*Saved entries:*
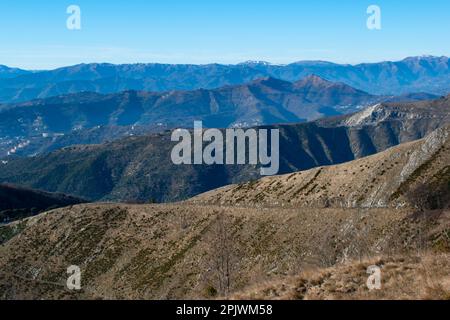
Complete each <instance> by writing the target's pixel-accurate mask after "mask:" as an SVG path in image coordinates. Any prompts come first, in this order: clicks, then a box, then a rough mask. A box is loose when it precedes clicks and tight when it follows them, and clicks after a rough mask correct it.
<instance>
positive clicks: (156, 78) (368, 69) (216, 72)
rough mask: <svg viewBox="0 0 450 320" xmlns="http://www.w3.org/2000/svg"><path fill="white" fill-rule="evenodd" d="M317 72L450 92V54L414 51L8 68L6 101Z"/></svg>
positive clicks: (337, 80) (433, 90)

*TASK STATEMENT:* Type out the entries again without a single change, and leave the pictures out.

*EXERCISE OUTPUT:*
Complete each <instance> by writing the target's pixel-accurate mask after "mask:" as an SVG path in image coordinates. Any prompts come first, in this order: clicks, then a box, then a rough mask. A box is loose when it precedes clicks and tight when it follows them, and clicks after a rough mask correct it.
<instance>
positive clicks: (156, 78) (368, 69) (216, 72)
rough mask: <svg viewBox="0 0 450 320" xmlns="http://www.w3.org/2000/svg"><path fill="white" fill-rule="evenodd" d="M317 72L450 92V54L414 51L8 68L6 101Z"/></svg>
positive clicks: (337, 80) (433, 90)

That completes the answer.